- **Données fournies**
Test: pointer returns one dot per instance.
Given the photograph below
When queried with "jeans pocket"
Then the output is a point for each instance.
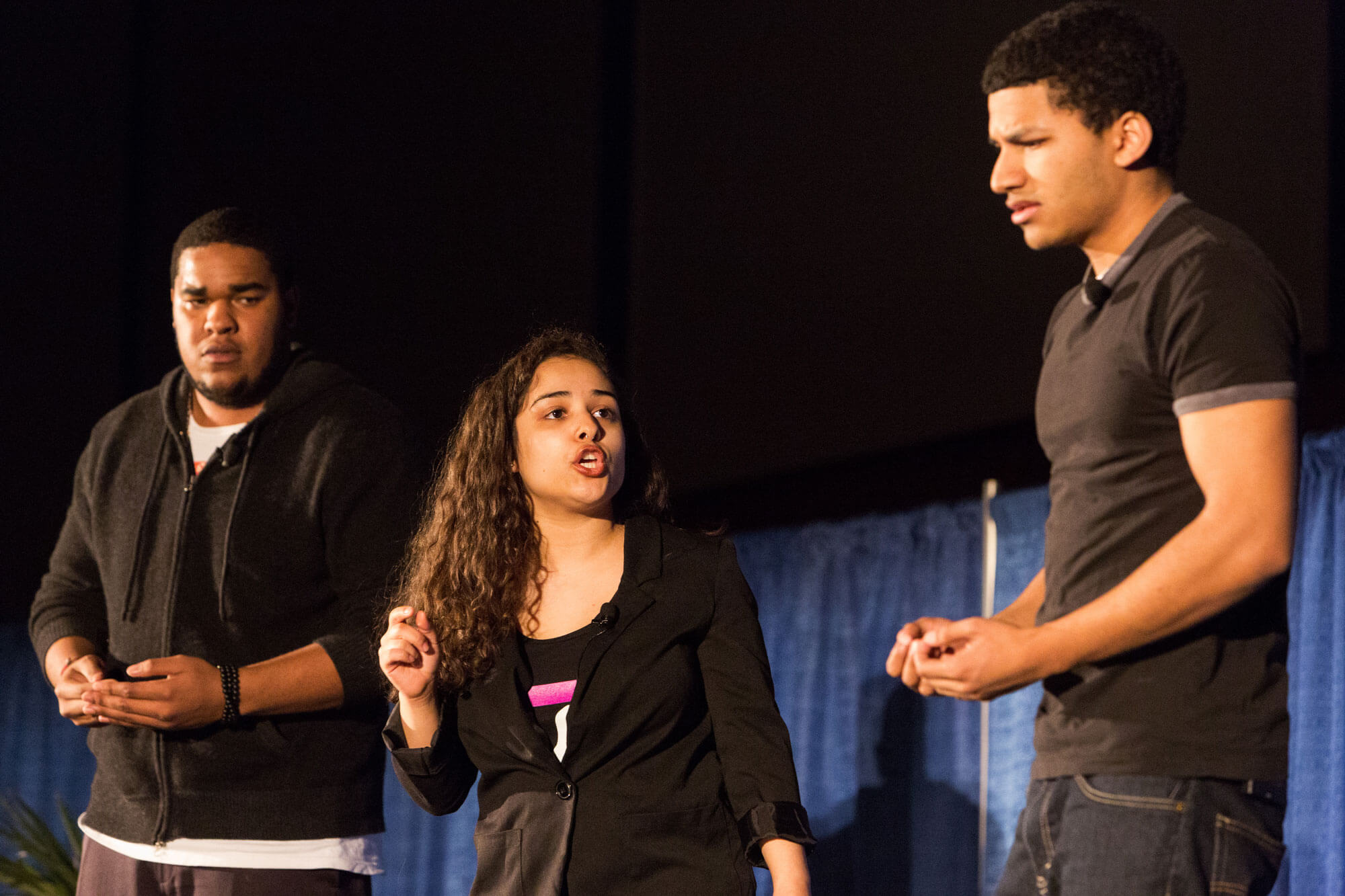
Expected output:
(1246, 858)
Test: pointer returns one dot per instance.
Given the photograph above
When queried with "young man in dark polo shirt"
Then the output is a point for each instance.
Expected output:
(1167, 409)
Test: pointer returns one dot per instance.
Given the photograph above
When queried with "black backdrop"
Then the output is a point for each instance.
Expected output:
(777, 216)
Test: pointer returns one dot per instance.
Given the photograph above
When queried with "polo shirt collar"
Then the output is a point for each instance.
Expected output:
(1098, 290)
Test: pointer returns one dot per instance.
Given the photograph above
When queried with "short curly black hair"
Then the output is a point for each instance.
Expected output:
(241, 228)
(1102, 61)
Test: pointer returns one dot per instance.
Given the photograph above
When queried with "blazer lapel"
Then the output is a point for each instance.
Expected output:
(634, 595)
(505, 690)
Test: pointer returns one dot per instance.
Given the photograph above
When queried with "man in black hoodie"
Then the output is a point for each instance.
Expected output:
(208, 607)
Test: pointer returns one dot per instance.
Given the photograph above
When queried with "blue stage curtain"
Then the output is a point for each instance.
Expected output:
(891, 780)
(1316, 823)
(1020, 517)
(42, 756)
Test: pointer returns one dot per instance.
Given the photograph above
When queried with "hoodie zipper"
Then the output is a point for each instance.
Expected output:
(161, 747)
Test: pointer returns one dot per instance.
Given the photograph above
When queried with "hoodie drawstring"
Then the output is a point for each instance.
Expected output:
(229, 524)
(134, 584)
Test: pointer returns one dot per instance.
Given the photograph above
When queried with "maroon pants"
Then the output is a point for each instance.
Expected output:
(106, 872)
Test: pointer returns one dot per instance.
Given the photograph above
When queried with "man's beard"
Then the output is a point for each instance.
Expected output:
(248, 393)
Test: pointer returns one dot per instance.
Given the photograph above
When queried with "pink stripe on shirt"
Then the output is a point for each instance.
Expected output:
(559, 692)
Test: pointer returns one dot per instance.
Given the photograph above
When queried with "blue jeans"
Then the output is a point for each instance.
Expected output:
(1141, 836)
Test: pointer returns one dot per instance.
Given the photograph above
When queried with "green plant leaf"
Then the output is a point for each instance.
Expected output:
(42, 864)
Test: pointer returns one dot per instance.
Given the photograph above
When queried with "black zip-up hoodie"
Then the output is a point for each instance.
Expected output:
(287, 537)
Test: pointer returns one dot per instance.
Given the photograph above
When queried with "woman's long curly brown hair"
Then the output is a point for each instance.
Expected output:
(475, 561)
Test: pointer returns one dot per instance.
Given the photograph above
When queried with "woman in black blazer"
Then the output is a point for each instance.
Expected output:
(603, 670)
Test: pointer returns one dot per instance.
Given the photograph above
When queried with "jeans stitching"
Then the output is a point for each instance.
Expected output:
(1247, 830)
(1044, 821)
(1130, 802)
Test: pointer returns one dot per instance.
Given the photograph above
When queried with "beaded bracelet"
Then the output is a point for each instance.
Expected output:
(229, 684)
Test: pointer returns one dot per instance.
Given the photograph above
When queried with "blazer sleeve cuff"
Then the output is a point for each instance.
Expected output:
(767, 821)
(422, 762)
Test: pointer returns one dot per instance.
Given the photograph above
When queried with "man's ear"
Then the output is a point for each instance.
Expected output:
(1132, 135)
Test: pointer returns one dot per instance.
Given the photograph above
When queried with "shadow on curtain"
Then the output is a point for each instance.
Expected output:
(891, 780)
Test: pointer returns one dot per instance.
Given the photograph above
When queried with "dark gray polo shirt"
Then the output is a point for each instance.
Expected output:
(1192, 317)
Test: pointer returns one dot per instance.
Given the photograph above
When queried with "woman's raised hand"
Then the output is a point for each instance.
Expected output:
(408, 653)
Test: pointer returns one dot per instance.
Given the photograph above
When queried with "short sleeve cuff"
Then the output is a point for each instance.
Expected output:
(360, 678)
(770, 821)
(1235, 395)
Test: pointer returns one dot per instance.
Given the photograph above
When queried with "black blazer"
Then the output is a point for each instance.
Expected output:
(677, 767)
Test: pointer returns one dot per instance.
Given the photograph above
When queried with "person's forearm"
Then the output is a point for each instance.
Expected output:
(420, 720)
(1204, 569)
(789, 868)
(65, 651)
(302, 681)
(1023, 611)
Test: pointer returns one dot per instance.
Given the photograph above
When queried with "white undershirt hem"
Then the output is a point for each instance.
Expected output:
(356, 854)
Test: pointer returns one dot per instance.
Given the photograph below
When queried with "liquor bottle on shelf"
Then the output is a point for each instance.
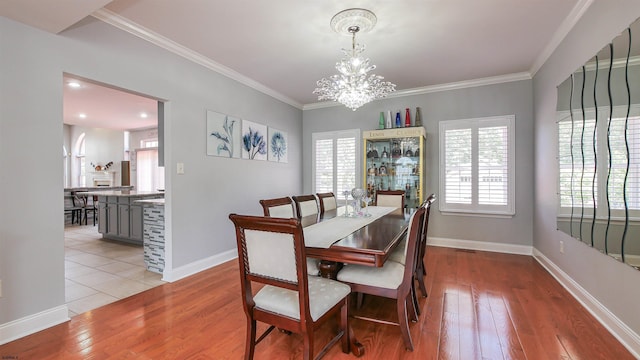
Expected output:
(396, 152)
(385, 154)
(383, 169)
(372, 153)
(418, 119)
(408, 153)
(407, 118)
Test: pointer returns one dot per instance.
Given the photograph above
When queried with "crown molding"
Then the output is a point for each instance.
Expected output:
(437, 88)
(569, 22)
(124, 24)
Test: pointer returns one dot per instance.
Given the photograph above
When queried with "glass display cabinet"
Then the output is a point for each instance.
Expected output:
(394, 160)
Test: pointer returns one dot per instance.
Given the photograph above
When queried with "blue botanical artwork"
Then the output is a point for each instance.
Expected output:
(254, 141)
(223, 135)
(278, 146)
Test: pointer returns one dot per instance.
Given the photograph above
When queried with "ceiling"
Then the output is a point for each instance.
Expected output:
(283, 47)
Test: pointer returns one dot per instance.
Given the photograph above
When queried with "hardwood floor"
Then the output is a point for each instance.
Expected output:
(481, 305)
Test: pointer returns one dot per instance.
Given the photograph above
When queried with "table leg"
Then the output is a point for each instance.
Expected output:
(356, 347)
(329, 269)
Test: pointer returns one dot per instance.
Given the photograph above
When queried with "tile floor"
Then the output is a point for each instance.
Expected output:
(99, 271)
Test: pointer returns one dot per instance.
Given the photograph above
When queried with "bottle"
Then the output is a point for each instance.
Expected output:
(407, 153)
(396, 152)
(370, 152)
(383, 169)
(407, 118)
(418, 120)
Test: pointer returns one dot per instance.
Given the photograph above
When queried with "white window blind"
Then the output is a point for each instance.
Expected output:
(477, 158)
(335, 155)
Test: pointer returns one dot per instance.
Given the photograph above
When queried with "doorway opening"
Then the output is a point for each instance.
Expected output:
(105, 129)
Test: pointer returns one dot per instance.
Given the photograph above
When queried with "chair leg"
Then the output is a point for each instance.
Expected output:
(343, 323)
(403, 321)
(414, 299)
(308, 345)
(420, 274)
(360, 300)
(250, 345)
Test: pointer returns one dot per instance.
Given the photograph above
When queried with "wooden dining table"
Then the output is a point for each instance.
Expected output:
(336, 239)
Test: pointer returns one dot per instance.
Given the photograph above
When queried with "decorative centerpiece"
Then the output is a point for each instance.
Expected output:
(358, 195)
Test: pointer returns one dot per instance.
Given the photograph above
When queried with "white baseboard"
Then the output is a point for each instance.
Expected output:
(616, 327)
(197, 266)
(480, 245)
(33, 323)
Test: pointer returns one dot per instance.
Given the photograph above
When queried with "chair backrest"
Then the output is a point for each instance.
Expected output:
(422, 248)
(279, 207)
(393, 198)
(327, 201)
(414, 234)
(271, 251)
(306, 205)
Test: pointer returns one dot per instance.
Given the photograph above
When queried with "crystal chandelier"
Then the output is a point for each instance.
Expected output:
(353, 86)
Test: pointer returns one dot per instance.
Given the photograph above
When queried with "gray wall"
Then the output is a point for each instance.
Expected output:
(613, 284)
(501, 99)
(32, 63)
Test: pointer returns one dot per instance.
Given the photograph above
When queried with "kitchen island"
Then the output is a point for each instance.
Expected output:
(119, 214)
(153, 229)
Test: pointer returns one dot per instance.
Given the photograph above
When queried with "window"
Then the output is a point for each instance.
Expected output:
(592, 162)
(334, 158)
(80, 163)
(477, 158)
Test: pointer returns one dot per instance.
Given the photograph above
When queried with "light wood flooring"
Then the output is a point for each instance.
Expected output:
(481, 306)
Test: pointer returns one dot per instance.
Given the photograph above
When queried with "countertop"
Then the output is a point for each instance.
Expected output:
(124, 193)
(98, 188)
(156, 202)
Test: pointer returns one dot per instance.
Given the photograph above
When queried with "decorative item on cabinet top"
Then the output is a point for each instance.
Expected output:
(395, 161)
(395, 121)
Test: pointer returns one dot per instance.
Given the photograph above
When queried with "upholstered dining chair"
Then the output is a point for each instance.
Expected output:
(306, 208)
(271, 252)
(327, 201)
(392, 280)
(393, 198)
(280, 207)
(283, 208)
(399, 254)
(421, 270)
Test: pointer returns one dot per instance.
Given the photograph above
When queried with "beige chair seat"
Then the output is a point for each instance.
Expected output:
(389, 276)
(323, 295)
(399, 254)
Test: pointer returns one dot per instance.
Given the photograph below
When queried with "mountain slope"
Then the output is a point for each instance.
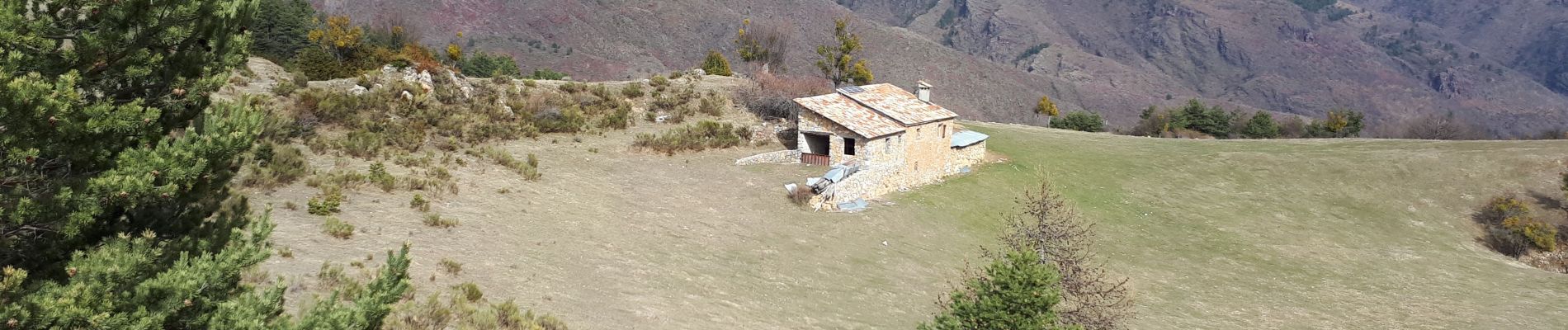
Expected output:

- **Tâche énoncée**
Convertissez en liste JSON de chaînes, à raison d'une chaîne par ligne et sans les lignes vides, les enregistrements depuis leur début jusqu'à la ligne contenant « (1167, 409) », celle-ci comprise. Omettez les images dans la réponse.

- **Réponse à la tâche**
[
  "Test: pointer returns one dot per instance.",
  "Given the photograph below",
  "When queried with \"jeans pocket\"",
  "Then the output is a point for each instance.",
  "Expected output:",
  "(1246, 858)",
  "Test: pointer returns one dot per instance.",
  "Given the photograph above",
  "When queried with \"young man in dark polo shirt\"",
  "Then the output is a point for each instance.",
  "Expected output:",
  "(1167, 409)"
]